*TEXTO FORNECIDO:*
****

Folha de S. Paulo


Desistentes do Mais Médicos apontam motivos pessoais e profissionais

Bruno foi chamado para uma cidade mais longe do que a que preferia. Armando teve problemas familiares que o impediram de continuar. Solange diz não ter ganho parte do salário ao voltar de um congresso e desistiu.

Motivos pessoais, proposta de emprego em outra cidade, aprovação na residência médica e falha de comunicação são as explicações comuns dos profissionais que desistem do programa Mais Médicos.

Segundo o Ministério da Saúde, 361 pessoas abandonaram o programa federal, um número considerado pelo governo bastante inferior comparado aos atuais 14.462 profissionais. Assim, ao todo, a taxa de desistência é de 2,5%, sendo que a maioria dos desistentes são médicos brasileiros.

Anunciado em 2013 como principal vitrine social do governo Dilma Rousseff, o Mais Médicos previa alocar profissionais principalmente na rede básica de saúde em locais prioritários, como cidades mais remotas e periferias.

A vinda de médicos de Cuba garantiu que a meta fosse atingida (o governo queria chegar à marca de 13 mil profissionais em 2014). Hoje, os cubanos representam 79% do total de médicos em atuação.

Karime Xavier/Folhapress
O venezuelano Alvaro Cordona trabalha em posto no bairro da Vila Pirituba (SP) pelo programa Mais Médicos, em que predominam profissionais vindos de outros países
O venezuelano Alvaro Cordona trabalha em posto no bairro da Vila Pirituba (SP) pelo Mais Médicos

PROBLEMAS

O otorrinolaringologista Armando Lahera Padron, 59, atuou por duas semanas em Ariquemes, Rondônia (160 quilômetros da capital Porto Velho), pelo Mais Médicos, até deixar o posto, no ano passado.

Há 15 anos no Brasil, o cubano já trabalhava na rede municipal concursado como plantonista, quando se inscreveu no programa federal. "Tive problemas familiares fora do país, viajava praticamente a cada 15 dias e não pude continuar".

O pediatra Bruno Ferreira Miguel, 26, queixa-se de não ter sido convocado para atuar em sua cidade, Miguelópolis, no interior de São Paulo (cerca de 380 quilômetros da capital paulista).

O pediatra se inscreveu no Mais Médicos no ano passado, mas foi chamado para assumir em Ribeirão Preto, a 132 quilômetros de distância de sua cidade.

Como trabalha em plantões na Santa Casa de seu município, preferiu desistir da oferta. Para o edital deste ano do Mais Médicos, ele diz que houve uma falha no sistema para sua inscrição e que a vaga continua aberta.

****

*CONJUNTO DE TAREFAS:*
**1.** Responda às perguntas a seguir com base na reportagem sobre o Mais Médicos.
(a) Segundo o Ministério da Saúde, quantas pessoas abandonaram o programa?
(b) Em que ano o Mais Médicos foi anunciado?
(c) Por quanto tempo Armando Lahera Padron atuou em Ariquemes pelo programa?
**2.** Traduza para o inglês a frase "Hoje, os cubanos representam 79% do total de médicos em atuação.", da reportagem sobre o Mais Médicos.
**3.** Prossiga a reportagem sobre o Mais Médicos a partir do ponto em que o texto termina.

*DADOS FORNECIDOS:*
****

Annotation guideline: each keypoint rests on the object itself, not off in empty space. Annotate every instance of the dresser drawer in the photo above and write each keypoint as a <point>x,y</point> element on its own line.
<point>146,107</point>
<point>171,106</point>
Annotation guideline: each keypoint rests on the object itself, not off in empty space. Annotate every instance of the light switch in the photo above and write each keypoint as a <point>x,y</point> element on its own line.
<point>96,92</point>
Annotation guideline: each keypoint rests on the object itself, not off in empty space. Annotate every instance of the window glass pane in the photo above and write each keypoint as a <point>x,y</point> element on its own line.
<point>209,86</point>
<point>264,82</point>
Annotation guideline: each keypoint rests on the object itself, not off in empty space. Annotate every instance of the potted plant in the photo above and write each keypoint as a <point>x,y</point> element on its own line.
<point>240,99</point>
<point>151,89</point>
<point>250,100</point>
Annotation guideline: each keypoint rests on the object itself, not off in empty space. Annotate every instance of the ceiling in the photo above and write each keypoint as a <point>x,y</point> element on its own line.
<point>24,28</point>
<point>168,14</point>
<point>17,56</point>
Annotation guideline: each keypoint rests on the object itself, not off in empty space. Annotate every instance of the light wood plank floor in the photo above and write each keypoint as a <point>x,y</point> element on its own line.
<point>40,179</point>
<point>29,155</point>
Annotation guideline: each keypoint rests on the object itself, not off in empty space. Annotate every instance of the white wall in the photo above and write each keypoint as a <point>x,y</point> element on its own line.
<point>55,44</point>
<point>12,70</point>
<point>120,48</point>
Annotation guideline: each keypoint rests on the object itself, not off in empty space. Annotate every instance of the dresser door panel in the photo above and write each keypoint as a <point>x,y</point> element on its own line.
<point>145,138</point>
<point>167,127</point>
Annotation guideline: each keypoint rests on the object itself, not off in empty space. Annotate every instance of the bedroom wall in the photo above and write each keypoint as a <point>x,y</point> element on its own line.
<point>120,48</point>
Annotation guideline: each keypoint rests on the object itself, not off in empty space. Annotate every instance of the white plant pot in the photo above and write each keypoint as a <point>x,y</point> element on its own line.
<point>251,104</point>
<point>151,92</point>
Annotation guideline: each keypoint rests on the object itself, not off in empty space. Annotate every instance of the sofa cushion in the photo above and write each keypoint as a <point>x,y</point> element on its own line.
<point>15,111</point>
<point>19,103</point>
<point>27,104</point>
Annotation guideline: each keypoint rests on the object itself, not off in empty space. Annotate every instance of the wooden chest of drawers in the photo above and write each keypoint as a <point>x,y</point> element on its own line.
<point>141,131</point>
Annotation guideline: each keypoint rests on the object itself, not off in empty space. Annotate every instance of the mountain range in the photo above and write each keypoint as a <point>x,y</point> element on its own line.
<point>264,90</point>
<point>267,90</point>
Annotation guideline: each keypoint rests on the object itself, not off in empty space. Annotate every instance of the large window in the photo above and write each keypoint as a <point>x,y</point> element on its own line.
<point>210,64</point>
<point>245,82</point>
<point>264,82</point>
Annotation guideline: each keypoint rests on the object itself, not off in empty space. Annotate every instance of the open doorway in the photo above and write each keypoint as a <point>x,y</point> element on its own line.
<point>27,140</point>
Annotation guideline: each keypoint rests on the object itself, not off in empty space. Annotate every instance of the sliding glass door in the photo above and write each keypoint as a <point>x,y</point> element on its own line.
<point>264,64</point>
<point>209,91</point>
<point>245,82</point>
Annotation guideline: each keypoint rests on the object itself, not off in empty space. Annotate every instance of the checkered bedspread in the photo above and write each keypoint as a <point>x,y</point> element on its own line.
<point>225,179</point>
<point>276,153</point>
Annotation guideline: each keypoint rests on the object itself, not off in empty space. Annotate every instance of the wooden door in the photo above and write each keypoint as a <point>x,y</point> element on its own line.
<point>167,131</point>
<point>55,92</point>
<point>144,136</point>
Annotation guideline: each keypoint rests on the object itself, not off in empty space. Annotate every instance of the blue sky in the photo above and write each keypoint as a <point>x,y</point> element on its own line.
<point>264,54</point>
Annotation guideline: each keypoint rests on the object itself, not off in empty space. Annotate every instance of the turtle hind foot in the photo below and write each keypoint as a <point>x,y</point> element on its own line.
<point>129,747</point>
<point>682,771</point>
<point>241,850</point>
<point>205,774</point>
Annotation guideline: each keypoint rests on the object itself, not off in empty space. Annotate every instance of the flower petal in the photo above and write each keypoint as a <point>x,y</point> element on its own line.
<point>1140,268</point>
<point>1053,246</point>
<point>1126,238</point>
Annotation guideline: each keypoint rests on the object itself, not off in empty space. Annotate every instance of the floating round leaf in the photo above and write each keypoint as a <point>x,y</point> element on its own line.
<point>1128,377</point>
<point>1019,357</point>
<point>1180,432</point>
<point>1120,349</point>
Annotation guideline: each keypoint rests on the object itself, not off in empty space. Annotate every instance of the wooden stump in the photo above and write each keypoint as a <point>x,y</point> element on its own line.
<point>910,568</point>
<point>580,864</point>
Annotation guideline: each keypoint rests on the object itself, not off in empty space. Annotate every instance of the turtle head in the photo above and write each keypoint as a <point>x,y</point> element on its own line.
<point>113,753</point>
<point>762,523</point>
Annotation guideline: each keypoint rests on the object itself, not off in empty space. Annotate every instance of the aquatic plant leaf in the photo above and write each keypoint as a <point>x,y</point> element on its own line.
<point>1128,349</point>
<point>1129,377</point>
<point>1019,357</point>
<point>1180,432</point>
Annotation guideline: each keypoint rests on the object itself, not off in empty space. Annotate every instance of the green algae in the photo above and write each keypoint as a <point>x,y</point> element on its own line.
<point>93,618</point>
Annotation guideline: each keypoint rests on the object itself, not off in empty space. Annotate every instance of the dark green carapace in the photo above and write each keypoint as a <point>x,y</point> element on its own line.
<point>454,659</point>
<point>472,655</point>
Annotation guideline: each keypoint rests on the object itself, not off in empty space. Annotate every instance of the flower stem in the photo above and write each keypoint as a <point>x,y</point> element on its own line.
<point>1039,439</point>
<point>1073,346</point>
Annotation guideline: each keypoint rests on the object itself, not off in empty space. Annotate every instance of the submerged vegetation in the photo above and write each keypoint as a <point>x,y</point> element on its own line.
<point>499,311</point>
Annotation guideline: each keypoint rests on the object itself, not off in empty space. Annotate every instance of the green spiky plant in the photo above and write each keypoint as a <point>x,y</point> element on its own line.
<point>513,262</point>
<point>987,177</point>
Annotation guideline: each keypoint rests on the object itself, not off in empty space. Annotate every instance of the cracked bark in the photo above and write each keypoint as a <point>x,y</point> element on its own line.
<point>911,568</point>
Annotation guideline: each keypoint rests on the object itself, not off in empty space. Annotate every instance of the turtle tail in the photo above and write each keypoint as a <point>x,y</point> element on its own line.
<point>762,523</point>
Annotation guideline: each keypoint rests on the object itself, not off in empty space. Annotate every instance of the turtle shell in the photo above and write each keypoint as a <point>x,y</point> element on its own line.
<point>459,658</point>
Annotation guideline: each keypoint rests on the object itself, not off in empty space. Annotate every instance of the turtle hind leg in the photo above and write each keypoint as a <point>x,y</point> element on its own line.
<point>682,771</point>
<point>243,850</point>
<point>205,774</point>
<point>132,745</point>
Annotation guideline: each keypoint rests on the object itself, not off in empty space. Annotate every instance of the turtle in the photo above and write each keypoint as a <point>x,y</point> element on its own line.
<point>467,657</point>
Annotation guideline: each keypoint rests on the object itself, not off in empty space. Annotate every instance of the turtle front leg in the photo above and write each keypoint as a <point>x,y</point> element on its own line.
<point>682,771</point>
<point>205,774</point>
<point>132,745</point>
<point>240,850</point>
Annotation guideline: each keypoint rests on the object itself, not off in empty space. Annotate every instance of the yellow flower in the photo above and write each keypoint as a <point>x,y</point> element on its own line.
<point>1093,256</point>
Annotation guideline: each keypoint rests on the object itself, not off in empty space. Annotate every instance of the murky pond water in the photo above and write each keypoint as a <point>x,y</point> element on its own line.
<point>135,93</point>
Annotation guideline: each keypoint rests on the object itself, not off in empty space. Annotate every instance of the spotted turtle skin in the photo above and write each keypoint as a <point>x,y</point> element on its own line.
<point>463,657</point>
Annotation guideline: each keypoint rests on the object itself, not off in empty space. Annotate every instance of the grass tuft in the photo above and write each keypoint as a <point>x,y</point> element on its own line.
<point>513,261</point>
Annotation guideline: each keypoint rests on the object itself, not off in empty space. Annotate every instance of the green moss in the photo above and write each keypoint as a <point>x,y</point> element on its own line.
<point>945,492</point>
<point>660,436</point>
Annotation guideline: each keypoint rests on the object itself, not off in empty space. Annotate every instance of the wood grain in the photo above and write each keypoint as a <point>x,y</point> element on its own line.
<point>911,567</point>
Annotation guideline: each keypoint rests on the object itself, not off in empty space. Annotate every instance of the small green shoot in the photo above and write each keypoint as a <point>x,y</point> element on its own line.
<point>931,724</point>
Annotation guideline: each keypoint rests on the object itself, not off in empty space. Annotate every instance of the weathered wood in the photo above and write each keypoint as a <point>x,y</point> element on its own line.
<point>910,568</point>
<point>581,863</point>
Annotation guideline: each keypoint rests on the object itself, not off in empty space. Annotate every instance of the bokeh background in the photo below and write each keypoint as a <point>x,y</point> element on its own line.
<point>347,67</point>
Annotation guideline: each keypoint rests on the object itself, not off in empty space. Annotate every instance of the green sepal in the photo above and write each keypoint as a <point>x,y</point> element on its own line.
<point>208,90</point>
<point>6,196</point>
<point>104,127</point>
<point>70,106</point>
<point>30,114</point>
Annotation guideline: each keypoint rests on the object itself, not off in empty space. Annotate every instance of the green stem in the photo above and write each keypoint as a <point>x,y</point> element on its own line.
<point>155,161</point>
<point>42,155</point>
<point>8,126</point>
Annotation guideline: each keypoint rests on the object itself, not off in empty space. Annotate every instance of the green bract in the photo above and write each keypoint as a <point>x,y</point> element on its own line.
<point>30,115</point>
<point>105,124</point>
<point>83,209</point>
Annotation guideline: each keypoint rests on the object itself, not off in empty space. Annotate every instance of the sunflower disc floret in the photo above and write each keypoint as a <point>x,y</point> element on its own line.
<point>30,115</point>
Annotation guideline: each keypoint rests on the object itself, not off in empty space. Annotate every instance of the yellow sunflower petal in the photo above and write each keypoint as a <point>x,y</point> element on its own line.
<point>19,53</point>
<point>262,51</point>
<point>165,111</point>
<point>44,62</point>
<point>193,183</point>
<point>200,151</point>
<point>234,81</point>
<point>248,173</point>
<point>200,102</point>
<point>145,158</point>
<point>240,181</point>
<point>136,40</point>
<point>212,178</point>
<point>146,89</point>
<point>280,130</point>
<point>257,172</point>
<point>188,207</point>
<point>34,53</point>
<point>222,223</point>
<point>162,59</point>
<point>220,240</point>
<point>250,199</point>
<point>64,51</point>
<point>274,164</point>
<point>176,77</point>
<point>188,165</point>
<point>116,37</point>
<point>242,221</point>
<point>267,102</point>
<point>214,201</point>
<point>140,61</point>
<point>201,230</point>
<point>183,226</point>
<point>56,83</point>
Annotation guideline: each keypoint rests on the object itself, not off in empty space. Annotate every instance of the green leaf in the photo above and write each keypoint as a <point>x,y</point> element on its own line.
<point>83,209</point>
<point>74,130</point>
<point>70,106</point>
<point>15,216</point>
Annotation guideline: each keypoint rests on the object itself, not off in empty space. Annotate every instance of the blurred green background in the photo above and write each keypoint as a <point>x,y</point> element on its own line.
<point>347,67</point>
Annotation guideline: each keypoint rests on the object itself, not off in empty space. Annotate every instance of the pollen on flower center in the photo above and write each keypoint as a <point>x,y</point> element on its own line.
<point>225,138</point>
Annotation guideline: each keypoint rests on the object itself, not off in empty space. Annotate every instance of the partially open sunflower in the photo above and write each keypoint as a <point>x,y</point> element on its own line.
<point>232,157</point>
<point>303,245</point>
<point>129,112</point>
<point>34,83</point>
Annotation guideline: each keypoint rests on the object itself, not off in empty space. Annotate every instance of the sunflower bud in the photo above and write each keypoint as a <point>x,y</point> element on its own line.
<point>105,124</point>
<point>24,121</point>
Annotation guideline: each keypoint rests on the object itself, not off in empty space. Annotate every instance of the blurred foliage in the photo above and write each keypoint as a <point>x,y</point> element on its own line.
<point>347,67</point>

****

*RESPOSTAS POR TAREFA:*
**1.**
(a) 361 pessoas.
(b) Em 2013.
(c) Por duas semanas.

**2.** Today, Cubans account for 79% of all doctors currently working.

**3.**
"Eu assumiria aqui, sim, seria até mais fácil. Só assumiu aqui na cidade um médico [do programa]. Nossa demanda é grande. Só no pronto-socorro são quase 200 a 300 pessoas em um plantão, fico morto depois", disse ele.

Em Rio Branco, no Acre, a médica Solange da Cruz Chaves reclama por não ter recebido ajuda de custo para refeição e moradia, por já morar na capital. Ela afirma que os outros intercambistas receberam os valores.

A médica conta que trabalhou por dois ou três meses no programa, mas que, ao voltar de um congresso médico, previamente avisado, deixou de receber salário e, por isso, decidiu se desligar.

Já a prefeitura de Rio Branco diz que alertou o governo federal que a profissional "não estava comparecendo ao serviço". Por isso ela teria sido desligada, completa o município.

'MAIS BRASILEIROS'

Segundo Hêider Aurélio Pinto, secretário de Gestão do Trabalho e da Educação na Saúde do ministério, um motivo comum de desistência entre os médicos, principalmente os mais jovens, é a entrada na residência médica.

Muitas vezes os pedidos de desligamento ocorrem logo após os profissionais serem aprovados na residência, afirma ele -conciliar as duas funções é impossível, pela carga horária.

Se os cubanos ainda predominam, na nova etapa do Mais Médicos, lançada neste ano, os brasileiros lideraram as inscrições. Como chamariz aos recém-formados, um dos atrativos foi a oferta de um bônus de 10%para a prova de residência -é necessário que o médico fique pelo menos um ano no programa e seja bem avaliado.

A médio e longo prazos, segundo o secretário, o ministério pretende ampliar o número de vagas em cursos de medicina e também de residência. O objetivo é alcançar a meta de 2,7 médicos por mil habitantes até 2026.